◆ **Entries supplied**
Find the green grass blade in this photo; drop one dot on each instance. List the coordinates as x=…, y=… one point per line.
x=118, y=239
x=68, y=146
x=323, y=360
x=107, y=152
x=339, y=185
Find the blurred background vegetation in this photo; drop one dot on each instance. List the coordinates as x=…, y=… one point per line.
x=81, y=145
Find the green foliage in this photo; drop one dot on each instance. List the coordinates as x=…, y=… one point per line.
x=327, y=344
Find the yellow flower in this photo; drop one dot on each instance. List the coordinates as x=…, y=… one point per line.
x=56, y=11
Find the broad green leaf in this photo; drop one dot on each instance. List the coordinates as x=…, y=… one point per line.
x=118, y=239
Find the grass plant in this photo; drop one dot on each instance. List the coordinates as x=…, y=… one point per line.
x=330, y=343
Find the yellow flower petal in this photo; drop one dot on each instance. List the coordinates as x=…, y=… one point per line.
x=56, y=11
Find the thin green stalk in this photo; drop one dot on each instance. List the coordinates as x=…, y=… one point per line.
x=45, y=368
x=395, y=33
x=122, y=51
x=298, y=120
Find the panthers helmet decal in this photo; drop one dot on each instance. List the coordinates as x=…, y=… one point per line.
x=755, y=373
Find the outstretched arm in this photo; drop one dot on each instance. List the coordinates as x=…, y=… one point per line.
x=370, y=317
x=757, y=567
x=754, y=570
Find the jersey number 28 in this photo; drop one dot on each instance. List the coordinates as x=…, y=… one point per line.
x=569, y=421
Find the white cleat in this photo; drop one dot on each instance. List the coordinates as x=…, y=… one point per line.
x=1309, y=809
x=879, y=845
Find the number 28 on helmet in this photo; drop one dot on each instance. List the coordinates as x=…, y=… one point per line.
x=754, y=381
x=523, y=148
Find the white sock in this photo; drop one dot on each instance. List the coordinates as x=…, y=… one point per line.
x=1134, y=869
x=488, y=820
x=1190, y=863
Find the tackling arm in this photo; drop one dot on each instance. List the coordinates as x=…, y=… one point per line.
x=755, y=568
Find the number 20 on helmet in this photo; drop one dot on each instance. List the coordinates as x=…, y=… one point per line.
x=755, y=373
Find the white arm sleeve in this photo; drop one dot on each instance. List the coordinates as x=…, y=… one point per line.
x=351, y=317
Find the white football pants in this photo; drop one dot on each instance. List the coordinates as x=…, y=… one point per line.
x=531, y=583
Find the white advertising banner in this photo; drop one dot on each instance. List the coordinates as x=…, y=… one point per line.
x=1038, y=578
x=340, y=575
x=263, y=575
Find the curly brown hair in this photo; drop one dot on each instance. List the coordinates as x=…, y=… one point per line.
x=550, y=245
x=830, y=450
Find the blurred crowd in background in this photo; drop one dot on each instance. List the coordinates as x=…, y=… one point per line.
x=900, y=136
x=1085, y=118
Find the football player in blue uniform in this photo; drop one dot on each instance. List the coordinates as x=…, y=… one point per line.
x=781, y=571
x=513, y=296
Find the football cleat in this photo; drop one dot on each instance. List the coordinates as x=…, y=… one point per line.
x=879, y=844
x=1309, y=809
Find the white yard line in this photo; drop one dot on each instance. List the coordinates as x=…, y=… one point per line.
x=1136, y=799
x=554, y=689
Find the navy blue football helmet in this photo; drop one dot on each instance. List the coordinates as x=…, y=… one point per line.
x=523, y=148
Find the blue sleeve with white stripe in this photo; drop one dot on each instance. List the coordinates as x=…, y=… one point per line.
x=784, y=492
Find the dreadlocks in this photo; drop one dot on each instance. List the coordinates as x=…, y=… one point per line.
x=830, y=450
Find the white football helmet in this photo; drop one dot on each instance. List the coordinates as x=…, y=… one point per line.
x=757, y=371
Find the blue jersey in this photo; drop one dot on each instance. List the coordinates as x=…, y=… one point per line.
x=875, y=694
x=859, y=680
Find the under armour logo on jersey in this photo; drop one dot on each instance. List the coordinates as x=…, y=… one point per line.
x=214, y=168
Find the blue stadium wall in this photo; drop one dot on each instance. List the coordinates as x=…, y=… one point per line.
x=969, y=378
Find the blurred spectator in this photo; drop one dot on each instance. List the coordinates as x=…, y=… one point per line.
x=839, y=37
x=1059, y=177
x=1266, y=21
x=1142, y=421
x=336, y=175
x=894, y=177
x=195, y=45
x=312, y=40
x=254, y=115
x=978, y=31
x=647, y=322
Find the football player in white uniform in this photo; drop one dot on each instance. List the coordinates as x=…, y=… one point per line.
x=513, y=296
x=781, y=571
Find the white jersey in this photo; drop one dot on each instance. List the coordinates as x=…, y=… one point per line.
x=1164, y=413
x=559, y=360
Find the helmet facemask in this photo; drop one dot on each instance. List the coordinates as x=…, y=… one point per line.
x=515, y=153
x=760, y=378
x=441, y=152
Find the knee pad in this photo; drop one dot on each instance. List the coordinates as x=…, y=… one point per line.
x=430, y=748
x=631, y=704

◆ **Written problem**
Shift coordinates by 76: write out again every line from the one containing "Find the white jersey" through the end of the items, requests included, adding 76 to each x and y value.

◆ **Worked answer**
Find the white jersey in this photo; drop one dot on each instance. List the coordinates as x=…, y=… one point per line.
x=1240, y=489
x=635, y=436
Find the helmet facemask in this photo; drop one dot on each instance. List the coordinates as x=…, y=… one point per line.
x=591, y=229
x=836, y=454
x=517, y=228
Find the knee pad in this photo; drop one dot on each instance. List the coordinates as x=…, y=… one point per line.
x=506, y=824
x=707, y=780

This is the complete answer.